* **Task directions**: Copy out the following lines precisely as they appear, covering all records from start to finish.

* **Records from an annotation dataset**:
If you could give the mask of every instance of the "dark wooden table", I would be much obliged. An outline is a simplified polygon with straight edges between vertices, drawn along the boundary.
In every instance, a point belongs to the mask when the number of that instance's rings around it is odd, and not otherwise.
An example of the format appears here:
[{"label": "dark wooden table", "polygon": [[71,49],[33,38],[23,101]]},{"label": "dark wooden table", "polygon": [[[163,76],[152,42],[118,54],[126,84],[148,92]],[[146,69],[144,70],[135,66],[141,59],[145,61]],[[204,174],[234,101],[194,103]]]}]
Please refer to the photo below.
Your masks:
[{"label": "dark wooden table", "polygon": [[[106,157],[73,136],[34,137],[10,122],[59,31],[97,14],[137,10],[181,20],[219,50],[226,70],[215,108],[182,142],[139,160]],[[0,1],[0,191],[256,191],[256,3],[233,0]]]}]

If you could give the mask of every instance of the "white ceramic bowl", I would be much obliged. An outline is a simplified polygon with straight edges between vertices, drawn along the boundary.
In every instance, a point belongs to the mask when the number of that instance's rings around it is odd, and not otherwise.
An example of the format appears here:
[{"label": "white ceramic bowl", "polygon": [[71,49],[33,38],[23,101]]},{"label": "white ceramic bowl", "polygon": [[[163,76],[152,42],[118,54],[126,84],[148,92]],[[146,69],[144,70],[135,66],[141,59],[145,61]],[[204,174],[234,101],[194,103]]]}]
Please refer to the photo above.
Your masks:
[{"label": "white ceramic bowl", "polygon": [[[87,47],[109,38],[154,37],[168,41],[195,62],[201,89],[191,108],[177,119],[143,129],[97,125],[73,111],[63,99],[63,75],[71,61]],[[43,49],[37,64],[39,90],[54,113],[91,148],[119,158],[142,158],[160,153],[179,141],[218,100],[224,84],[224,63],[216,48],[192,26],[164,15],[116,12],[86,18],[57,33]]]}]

* **Solution to the problem**:
If you could give the mask of every instance of the "dark wooden table", I would be much obliged. An outline is a simplified polygon with straight edges between vertices, drawn along the boundary.
In every instance, a point belongs to the mask when the number of that instance's rings around it is odd, and not otherwise.
An example of the format appears here:
[{"label": "dark wooden table", "polygon": [[71,49],[33,38],[23,101]]},{"label": "dark wooden table", "polygon": [[[163,76],[152,42],[118,54],[126,84],[148,92]],[[146,69],[144,70],[135,66],[141,59],[145,61]],[[204,174],[234,101],[194,103]]]}]
Please refer to the photo below.
Your masks:
[{"label": "dark wooden table", "polygon": [[[106,157],[73,136],[34,137],[10,122],[59,31],[97,14],[137,10],[181,20],[219,50],[226,70],[215,108],[182,142],[139,160]],[[0,1],[0,191],[256,191],[256,3],[233,0]]]}]

If you could give the mask of every instance of the "white ceramic bowl", I would be much obliged. An outline is a simplified polygon with straight edges between vertices, drawn along the boundary.
In every instance, a point belongs to the mask when the number of that instance's rings around it is odd, and not otherwise.
An example of the format appears here:
[{"label": "white ceramic bowl", "polygon": [[71,49],[33,38],[23,101]]},{"label": "white ceramic bowl", "polygon": [[[163,76],[152,42],[118,54],[126,84],[148,92]],[[146,69],[144,70],[135,66],[141,59],[145,61]],[[204,174],[234,101],[194,103]]]}]
Please refer to the photo above.
Your masks:
[{"label": "white ceramic bowl", "polygon": [[[87,47],[109,38],[154,37],[168,41],[195,62],[201,89],[191,108],[177,119],[143,129],[97,125],[73,111],[63,99],[63,75],[71,61]],[[43,49],[37,64],[39,90],[54,113],[91,148],[119,158],[142,158],[160,153],[179,141],[218,100],[224,84],[224,63],[216,48],[192,26],[164,15],[116,12],[86,18],[57,33]]]}]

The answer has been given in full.